| Required work |
Copy each of the entries below word for word, with no changes.

| Material |
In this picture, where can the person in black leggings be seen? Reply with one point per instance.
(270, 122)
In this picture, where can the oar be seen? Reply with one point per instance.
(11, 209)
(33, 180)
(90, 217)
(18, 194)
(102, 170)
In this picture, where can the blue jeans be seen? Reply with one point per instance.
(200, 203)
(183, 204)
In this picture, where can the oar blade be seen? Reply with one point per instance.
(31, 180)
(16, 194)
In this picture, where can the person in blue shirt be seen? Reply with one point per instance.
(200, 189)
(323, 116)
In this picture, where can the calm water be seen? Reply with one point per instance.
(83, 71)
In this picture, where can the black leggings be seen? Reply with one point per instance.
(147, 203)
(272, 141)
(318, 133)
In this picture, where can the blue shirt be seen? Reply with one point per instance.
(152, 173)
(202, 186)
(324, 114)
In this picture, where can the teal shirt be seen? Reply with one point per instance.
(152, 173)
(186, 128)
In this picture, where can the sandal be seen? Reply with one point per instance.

| Response below |
In this picture, where can the person in black leggings be seen? Reply with one point per instance.
(270, 122)
In this picture, where can the oar be seen? Reply with one point per instance.
(11, 209)
(33, 180)
(90, 217)
(18, 194)
(102, 170)
In this picture, where can the blue jeans be seen? Reply with one point per instance.
(200, 203)
(183, 204)
In this picture, where can the oar blade be seen? Reply with one point per instance.
(31, 180)
(16, 194)
In this picture, where can the person in blue shirt be seen? Reply with one point per instance.
(200, 189)
(323, 116)
In this picture, where can the calm water be seen? Reply with one point per instance.
(83, 71)
In this picture, where can the black leggings be seen? Reply with one point per instance.
(147, 203)
(272, 141)
(318, 133)
In this picture, where can the blue shirt be seen? Reply with one point per instance.
(152, 173)
(202, 186)
(324, 114)
In this picture, where can the teal shirt be seen? Reply with one point per instance.
(152, 173)
(186, 128)
In this picture, where can the sandal be seen? Reply with one point per instance.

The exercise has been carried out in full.